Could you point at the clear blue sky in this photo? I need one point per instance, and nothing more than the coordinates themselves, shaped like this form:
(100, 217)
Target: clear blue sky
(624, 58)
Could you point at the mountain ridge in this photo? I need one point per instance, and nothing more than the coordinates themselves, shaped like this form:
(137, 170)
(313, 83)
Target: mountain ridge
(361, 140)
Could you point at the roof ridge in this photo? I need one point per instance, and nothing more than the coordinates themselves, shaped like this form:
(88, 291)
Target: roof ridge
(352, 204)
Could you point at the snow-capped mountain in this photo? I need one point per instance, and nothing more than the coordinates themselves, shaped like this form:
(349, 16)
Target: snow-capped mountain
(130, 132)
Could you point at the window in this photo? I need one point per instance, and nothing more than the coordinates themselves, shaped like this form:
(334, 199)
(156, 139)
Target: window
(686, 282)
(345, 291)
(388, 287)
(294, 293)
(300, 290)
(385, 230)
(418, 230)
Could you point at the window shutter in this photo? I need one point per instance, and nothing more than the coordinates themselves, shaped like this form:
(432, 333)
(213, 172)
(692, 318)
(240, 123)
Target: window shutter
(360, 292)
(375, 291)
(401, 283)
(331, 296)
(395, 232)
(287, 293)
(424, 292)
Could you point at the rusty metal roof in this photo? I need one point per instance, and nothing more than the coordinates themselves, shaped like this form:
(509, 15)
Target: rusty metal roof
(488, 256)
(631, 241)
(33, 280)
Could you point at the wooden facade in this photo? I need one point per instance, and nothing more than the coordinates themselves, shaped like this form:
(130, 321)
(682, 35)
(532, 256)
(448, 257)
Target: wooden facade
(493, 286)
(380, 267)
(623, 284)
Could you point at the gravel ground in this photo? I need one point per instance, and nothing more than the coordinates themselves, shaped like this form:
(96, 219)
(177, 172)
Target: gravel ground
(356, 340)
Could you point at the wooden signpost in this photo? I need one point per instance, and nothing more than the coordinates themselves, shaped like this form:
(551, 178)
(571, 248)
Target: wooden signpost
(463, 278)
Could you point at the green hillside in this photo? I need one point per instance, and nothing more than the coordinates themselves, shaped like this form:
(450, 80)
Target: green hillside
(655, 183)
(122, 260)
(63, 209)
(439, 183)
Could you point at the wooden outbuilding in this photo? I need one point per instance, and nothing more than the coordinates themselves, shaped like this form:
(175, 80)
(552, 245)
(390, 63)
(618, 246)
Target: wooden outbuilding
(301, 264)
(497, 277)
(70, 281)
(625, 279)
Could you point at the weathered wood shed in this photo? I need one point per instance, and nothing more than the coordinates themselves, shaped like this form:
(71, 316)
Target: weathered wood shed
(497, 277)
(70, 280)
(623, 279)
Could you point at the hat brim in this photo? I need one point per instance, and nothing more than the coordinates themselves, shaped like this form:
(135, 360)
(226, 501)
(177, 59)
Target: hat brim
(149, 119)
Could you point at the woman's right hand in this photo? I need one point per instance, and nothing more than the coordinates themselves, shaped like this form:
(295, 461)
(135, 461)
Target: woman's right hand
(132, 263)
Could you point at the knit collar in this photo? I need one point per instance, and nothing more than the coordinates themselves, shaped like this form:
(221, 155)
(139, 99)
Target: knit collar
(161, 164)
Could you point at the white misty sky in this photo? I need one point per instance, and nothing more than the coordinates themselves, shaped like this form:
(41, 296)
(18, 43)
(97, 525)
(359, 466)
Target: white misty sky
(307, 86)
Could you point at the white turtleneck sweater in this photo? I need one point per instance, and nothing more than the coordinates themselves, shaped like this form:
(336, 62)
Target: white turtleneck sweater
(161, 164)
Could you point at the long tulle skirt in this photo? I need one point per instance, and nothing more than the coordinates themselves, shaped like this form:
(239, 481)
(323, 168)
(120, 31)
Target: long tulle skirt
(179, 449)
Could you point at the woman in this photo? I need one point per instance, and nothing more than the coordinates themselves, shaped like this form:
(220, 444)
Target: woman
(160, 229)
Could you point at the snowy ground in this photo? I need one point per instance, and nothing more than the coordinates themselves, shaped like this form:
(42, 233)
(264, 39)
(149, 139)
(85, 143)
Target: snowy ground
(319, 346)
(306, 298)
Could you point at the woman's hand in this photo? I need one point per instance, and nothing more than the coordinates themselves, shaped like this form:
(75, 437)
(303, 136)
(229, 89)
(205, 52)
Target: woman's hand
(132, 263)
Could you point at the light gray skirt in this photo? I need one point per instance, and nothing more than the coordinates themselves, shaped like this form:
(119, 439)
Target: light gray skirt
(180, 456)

▶ DIRECTIONS
Return, without any change, only the lines from the one containing "Could you point at the light" through the last line of the entries above.

▶ WRITTEN RESPONSE
Could you point at the light gray skirt in this photo? I need one point per instance, and nothing more than the coordinates themselves, shaped like this form:
(119, 439)
Target: light gray skirt
(180, 456)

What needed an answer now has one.